**WHAT IS BEING ASKED**
Give the entries below as a two-column CSV with the header row instruction,points, one row per entry. Put each entry's text in the instruction field and its answer in the points field, wrap every field in double quotes, turn line breaks into spaces, and leave the pictures out.

**TASK INPUT**

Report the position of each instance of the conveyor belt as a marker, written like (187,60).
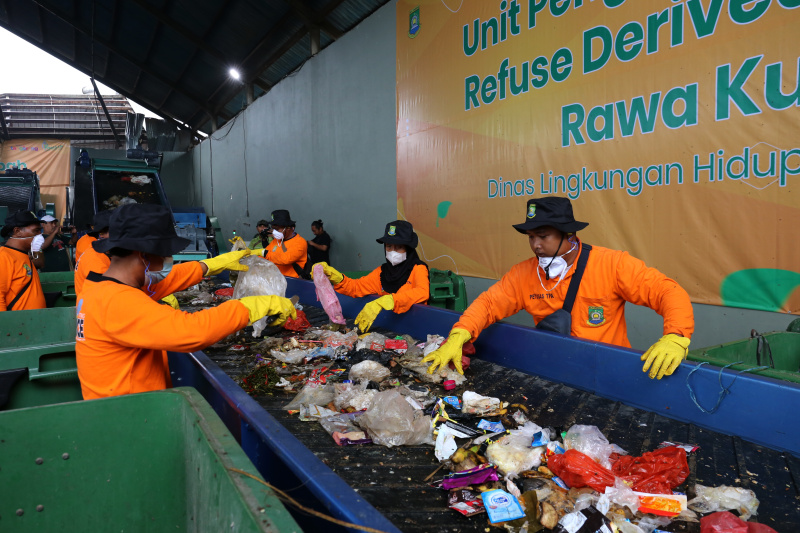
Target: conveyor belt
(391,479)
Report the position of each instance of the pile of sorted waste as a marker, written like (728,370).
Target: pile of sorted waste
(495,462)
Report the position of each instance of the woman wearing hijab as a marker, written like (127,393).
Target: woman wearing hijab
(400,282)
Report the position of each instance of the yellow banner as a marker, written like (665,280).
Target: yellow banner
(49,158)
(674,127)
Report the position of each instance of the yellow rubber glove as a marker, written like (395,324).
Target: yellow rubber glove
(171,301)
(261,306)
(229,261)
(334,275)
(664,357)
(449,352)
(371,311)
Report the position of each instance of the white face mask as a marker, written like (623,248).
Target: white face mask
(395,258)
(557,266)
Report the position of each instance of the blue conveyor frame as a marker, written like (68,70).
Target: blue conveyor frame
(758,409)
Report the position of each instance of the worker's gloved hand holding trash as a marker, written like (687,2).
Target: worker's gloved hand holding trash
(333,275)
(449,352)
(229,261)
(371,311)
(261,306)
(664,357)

**FINAL ANSWER**
instruction,points
"Report the position of each instance of the conveyor belt as a marker, written like (187,60). Target: conveyor belt","(391,479)"
"Report the position of each instance of the pile of sorted waste as a marker, written like (728,370). Target: pile of sorted waste","(495,462)"
"Report the position of each instance of the woman wearing hijab as a marker, written like (127,393). Target: woman wearing hijab","(400,282)"
"Report the position of each instance of the yellow banner as a marker, written like (665,280). Target: yellow banner","(49,158) (674,127)"
"Report the position of each instance of the yellow rubber glove as a marker, written like (395,324). Target: yellow rubber glove","(171,301) (261,306) (229,261) (334,275) (664,357) (449,352) (371,311)"
"Report the position of each instance of the white face mask as a marker, written like (623,248). Target: white face mask","(395,258) (557,266)"
"Report the position of each instance of the blue conveyor frame as a marker, written like (68,70). Target: blue conveyor frame","(758,409)"
"Report the position of each instance of the worker's gloved hand holding trash as a marker, written like (687,2). Target: worker's gloved hand holding trash","(333,275) (449,352) (229,261) (371,311) (261,306) (664,357)"